> **Exercise brief**
All lines from the one containing "Trace the outline of every instance of the overcast" through the last line below must be duplicated exactly, with nothing outside that span.

[Collected data]
---------------
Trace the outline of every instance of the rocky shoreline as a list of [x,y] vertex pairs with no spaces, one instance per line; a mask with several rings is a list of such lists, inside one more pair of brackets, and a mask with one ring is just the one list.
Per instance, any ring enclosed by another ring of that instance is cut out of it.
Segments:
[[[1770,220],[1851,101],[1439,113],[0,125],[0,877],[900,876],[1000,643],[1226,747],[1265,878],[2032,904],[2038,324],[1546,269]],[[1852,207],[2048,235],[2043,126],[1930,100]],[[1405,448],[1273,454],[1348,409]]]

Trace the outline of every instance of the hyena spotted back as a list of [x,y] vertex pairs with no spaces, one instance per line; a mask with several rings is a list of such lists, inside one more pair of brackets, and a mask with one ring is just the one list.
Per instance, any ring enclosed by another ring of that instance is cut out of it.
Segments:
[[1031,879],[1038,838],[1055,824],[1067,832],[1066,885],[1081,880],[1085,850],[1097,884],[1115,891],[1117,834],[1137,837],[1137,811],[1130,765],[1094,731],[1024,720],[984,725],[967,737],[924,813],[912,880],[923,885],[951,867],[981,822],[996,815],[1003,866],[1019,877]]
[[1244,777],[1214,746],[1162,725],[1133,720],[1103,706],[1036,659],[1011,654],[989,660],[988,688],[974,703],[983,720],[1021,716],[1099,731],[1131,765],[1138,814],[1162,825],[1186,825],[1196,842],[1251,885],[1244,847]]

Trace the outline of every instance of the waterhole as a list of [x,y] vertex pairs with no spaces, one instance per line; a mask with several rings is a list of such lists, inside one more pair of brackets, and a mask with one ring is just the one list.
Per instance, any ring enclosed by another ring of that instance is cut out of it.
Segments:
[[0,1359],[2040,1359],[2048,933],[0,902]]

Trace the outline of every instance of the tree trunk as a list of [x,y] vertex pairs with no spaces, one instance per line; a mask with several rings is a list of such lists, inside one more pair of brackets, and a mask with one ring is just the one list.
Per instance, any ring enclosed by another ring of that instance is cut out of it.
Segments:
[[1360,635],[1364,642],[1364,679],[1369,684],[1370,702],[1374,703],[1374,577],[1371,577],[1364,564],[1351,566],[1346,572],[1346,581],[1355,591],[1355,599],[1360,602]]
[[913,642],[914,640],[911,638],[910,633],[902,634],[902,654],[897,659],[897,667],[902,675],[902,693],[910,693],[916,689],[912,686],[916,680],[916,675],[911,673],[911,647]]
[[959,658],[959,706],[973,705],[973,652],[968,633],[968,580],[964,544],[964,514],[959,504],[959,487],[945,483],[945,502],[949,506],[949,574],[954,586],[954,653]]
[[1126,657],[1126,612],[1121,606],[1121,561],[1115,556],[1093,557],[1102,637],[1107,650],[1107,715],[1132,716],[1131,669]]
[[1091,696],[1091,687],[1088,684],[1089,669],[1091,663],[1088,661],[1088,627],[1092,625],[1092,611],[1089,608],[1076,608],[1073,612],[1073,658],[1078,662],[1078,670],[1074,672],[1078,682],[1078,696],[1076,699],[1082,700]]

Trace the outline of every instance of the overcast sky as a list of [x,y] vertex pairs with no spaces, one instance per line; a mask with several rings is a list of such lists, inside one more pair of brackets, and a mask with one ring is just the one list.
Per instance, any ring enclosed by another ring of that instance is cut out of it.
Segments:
---------------
> **Response to this task**
Trace the outline of every instance of the overcast sky as a list of [x,y] vertex pairs with no spaces, one instance per line; a mask with several rings is a list of such lists, inside one more pair of brackets, and a mask with one ring is just the one list.
Per instance, any ring enclosed by another ring of that instance is cut out of it.
Segments:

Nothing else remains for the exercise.